In the data below, one line contains "point(324, 60)" and a later one contains "point(95, 36)". Print both, with every line between them, exactly and alone.

Referring expression pointing data

[Start of section]

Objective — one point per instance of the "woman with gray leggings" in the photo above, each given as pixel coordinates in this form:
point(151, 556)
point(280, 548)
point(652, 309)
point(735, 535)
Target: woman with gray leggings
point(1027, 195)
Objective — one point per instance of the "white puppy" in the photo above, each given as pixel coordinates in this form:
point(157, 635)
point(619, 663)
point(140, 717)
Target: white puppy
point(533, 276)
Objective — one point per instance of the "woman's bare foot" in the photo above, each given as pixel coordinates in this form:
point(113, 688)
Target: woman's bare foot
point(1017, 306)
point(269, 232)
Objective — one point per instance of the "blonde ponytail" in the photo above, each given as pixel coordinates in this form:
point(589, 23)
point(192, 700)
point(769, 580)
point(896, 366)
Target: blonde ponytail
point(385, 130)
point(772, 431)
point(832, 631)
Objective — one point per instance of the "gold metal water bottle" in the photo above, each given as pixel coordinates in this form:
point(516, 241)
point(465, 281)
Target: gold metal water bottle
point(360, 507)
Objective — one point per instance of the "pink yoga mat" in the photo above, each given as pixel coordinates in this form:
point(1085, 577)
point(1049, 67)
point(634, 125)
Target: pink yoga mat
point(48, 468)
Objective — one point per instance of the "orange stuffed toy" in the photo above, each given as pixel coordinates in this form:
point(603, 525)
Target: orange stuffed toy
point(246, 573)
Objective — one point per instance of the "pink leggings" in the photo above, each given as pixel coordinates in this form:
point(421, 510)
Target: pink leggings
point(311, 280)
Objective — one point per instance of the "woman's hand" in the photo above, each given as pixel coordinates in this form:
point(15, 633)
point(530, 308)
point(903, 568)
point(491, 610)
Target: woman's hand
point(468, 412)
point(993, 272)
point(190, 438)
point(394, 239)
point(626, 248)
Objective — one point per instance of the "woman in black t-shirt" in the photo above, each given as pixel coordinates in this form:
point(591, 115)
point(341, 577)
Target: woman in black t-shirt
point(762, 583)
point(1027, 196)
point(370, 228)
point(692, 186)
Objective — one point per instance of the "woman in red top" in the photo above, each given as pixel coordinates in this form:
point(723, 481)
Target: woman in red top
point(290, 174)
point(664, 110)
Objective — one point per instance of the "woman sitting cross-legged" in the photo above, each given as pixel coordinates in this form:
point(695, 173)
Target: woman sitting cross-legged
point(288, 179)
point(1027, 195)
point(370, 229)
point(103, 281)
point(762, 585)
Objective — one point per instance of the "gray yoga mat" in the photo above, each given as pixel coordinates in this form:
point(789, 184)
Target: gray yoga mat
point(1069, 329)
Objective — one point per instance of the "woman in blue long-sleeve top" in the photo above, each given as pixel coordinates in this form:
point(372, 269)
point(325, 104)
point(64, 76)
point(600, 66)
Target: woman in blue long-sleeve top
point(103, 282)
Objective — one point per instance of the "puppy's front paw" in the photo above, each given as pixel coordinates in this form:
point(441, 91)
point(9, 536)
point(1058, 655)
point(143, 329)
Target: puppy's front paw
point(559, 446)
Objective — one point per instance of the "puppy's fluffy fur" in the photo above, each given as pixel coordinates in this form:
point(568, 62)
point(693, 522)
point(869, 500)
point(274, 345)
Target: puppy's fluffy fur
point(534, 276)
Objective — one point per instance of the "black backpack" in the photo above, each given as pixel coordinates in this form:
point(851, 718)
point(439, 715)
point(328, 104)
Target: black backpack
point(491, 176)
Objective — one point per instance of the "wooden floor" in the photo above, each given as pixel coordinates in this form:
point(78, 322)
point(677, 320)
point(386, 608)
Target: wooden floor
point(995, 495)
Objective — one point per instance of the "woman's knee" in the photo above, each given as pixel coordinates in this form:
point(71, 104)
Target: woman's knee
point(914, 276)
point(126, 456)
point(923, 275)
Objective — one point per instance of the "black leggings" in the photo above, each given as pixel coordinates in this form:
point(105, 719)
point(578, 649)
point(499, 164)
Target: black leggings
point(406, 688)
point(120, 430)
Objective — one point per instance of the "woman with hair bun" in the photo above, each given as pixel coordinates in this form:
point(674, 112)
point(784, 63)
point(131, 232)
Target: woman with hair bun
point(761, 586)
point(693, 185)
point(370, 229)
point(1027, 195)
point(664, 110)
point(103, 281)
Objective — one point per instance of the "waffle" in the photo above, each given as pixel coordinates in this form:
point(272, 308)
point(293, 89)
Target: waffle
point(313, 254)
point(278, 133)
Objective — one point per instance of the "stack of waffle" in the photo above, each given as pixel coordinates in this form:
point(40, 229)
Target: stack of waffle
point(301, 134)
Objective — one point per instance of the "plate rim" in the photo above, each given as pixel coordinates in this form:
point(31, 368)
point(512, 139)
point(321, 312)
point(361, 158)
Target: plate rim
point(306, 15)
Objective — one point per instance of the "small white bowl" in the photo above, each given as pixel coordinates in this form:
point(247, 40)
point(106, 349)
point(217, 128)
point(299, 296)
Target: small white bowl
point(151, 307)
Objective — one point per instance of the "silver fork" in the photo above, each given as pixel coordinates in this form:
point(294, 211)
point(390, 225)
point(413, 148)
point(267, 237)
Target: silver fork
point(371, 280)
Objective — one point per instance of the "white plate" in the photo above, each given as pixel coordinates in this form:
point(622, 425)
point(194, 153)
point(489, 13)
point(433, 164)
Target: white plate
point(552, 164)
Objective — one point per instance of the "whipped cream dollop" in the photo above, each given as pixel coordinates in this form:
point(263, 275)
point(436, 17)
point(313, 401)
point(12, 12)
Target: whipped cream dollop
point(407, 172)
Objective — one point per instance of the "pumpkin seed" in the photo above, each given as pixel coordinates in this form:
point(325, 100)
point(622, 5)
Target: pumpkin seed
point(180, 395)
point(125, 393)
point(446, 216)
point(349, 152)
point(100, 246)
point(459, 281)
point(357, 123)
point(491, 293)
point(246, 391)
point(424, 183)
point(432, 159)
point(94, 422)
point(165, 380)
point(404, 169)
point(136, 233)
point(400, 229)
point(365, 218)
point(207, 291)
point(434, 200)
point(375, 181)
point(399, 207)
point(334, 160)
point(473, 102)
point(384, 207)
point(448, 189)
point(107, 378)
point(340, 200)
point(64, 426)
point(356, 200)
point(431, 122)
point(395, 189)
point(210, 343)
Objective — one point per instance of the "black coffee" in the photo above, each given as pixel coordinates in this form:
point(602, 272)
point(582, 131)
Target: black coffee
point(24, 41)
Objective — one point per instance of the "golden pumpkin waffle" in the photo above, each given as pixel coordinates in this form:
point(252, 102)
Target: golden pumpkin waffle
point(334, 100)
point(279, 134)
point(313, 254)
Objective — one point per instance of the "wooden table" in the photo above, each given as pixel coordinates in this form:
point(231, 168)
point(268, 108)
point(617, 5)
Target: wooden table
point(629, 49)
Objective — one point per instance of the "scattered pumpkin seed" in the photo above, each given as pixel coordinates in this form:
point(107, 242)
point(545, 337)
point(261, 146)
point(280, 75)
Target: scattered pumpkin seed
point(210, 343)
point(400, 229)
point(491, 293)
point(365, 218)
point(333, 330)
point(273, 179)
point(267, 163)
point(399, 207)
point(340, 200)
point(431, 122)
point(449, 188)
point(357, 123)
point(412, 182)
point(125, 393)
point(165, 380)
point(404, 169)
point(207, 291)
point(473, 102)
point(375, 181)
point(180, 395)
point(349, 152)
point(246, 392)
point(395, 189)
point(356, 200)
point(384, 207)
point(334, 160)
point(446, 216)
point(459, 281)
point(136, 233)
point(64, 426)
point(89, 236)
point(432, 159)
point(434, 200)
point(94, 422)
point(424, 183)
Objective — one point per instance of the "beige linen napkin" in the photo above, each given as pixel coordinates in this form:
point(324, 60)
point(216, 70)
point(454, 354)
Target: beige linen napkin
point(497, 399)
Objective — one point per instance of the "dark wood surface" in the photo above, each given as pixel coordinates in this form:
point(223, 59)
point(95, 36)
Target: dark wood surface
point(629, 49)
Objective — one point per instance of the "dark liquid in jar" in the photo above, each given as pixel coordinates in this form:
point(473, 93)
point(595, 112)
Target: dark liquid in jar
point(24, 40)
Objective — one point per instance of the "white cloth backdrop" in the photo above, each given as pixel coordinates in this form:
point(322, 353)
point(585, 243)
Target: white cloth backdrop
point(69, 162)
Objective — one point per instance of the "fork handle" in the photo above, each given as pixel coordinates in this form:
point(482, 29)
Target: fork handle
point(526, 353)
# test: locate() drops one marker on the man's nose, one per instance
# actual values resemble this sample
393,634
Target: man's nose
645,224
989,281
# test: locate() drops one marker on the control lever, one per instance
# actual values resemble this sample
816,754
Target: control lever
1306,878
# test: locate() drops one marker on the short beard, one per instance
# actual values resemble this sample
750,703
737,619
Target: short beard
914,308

[End of section]

ANSWER SECTION:
point(324, 60)
point(216, 70)
point(454, 354)
Target: beige linen napkin
point(497, 399)
Objective — one point per instance of the "dark wood surface" in the photo above, each given as pixel coordinates in this form:
point(223, 59)
point(95, 36)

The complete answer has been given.